§ **Aufgaben und Übungen**:
A - Beantworten Sie anhand des Textes über Nina Baginskaja und ihre Fahnen diese Fragen:
(i) Die wievielte Fahne seit der Wahl vom 9. August näht Baginskaja nach eigener Aussage gerade?
(ii) Womit ist sie beschäftigt, während sie von dem Marsch ohne Fahne erzählt?
(iii) Wohin legte der junge Mann ihr die geschenkte Fahne?
B - Setzen Sie den Text über Nina Baginskaja und ihre Fahnen nach seinem letzten Satz fort.

§ **Dokumenttext**:
◆ ◆ ◆ ◆ ◆ ◆ ◆

Eine Fahne als Geschenk

Baginskaja geht nach Hause, setzt sich an die Nähmaschine und näht die nächste Fahne, für die nächste Demo. Und beginnt zu erzählen. "Seit der Wahl vom 9. August ist dies meine achte Fahne. Ich verstehe die jungen Leute. Für sie ist es gut, dass ältere Leute sie unterstützen. Speziell Menschen wie ich, die die Geburt der Nation erlebt haben." Nina Baginskaja ohne Fahne, das ist undenkbar. "Einmal marschierte ich ohne Fahne", sagt sie, während sie den Stoff zuschneidet, "da kam ein junger Mann und sagte: Hier ist ein Geschenk. Und hat mir als Geschenk eine Fahne auf meine Schulter gelegt."

◆ ◆ ◆ ◆ ◆ ◆ ◆

§ **Bereitgestellte Daten**:

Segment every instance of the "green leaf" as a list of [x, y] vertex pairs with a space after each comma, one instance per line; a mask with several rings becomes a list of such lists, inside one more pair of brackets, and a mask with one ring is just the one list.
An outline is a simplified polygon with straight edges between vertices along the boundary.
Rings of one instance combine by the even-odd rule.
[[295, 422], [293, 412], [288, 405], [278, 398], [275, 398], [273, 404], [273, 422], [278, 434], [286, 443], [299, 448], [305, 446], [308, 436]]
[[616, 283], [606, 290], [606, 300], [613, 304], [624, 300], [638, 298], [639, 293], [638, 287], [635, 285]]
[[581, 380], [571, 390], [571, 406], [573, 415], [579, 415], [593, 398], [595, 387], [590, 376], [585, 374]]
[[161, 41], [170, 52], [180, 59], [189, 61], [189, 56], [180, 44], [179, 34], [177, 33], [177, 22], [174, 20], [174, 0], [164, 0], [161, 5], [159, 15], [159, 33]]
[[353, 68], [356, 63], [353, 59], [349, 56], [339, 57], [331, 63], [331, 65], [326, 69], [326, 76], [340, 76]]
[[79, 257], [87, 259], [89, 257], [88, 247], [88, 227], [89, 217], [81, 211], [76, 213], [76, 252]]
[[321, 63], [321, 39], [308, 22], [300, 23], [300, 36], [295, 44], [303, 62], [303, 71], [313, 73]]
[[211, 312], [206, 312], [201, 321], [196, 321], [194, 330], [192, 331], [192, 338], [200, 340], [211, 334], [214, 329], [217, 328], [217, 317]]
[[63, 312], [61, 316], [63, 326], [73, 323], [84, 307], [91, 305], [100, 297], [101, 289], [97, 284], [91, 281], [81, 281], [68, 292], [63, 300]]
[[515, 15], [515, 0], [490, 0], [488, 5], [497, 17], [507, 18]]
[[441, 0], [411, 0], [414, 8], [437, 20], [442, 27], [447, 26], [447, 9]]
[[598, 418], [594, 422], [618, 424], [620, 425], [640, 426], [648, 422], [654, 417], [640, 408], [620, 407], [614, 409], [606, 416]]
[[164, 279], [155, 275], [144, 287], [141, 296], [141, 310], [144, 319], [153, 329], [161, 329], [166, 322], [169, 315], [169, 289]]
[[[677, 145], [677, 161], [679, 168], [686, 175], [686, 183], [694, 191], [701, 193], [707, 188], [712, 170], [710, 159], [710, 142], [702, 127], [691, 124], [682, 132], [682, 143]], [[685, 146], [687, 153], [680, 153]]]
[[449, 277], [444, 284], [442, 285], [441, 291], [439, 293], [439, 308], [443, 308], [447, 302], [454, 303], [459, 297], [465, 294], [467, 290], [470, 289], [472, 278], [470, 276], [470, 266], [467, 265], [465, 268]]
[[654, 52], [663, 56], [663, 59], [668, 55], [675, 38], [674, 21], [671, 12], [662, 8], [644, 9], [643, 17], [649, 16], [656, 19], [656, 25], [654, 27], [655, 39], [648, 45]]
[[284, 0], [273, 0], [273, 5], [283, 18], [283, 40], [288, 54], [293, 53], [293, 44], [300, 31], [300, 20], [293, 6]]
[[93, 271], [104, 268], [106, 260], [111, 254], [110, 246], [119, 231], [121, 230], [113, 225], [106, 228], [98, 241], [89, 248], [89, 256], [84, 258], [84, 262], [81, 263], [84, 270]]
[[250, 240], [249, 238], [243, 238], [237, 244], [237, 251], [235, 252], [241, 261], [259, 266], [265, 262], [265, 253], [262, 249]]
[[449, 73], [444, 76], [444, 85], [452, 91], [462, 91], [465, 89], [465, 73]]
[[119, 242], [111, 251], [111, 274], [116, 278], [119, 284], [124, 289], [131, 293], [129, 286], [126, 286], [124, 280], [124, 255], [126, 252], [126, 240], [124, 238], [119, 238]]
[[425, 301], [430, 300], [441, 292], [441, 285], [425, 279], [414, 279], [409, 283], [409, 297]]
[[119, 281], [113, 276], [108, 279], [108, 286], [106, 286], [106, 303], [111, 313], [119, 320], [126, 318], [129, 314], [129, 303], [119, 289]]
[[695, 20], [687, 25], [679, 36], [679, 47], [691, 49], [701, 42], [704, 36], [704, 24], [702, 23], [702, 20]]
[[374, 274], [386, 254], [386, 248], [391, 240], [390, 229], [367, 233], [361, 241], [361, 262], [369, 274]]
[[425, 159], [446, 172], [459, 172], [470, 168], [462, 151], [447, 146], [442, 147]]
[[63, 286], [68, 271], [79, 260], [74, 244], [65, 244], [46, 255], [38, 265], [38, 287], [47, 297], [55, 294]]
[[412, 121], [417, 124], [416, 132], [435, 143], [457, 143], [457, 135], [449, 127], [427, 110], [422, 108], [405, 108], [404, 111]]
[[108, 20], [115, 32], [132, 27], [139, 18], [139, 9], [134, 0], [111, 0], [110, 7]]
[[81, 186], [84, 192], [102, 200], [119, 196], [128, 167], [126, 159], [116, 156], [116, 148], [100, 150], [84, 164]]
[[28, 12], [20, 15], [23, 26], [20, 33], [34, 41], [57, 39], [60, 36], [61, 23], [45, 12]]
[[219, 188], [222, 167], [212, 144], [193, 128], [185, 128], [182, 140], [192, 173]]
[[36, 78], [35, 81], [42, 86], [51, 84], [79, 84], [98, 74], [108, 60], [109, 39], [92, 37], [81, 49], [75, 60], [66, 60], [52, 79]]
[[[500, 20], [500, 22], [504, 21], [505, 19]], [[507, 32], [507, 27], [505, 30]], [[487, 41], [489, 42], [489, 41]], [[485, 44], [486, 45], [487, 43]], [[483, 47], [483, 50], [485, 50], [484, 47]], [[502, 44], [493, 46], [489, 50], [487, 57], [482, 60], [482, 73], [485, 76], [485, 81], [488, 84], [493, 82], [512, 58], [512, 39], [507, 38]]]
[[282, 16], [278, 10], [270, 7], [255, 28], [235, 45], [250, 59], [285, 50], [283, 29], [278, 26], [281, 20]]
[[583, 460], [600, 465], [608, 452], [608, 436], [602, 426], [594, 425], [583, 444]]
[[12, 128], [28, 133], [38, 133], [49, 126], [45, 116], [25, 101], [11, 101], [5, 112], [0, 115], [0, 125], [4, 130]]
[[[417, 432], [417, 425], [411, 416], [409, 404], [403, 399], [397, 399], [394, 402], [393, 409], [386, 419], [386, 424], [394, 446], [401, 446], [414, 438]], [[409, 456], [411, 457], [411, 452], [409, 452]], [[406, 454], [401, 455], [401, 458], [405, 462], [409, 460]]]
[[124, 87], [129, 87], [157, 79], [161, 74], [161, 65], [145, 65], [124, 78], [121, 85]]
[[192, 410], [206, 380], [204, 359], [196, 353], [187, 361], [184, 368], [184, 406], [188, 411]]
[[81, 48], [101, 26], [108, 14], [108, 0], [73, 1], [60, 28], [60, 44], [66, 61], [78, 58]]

◆ ◆ ◆ ◆ ◆ ◆ ◆

§ **Lösungen**:
A -
(i) Sie näht gerade ihre achte Fahne.
(ii) Sie schneidet den Stoff zu.
(iii) Er legte ihr die Fahne auf die Schulter.

B -
Nina Baginskaja war schon zu Sowjetzeiten in der Opposition. Später, 2014, verbrennt sie vor dem KGB-Gebäude eine sowjetische Flagge, um an die stalinistische Unterdrückung belarussischer Kulturschaffender zu erinnern. Sie wird verurteilt, wegen "Rowdytums" und "Ungehorsam gegenüber Polizisten".

Hilfe wird abgelehnt

Doch die Geldstrafen, die man ihr auferlegt, zahlt sie einfach nicht, sie hält sie für nicht legitim. Pfändungen folgen, ihre Pension wird gekürzt. Das nimmt sie in Kauf, finanzielle Hilfe, etwa durch Menschenrechtsorganisationen oder aus dem Ausland, lehnt sie ab.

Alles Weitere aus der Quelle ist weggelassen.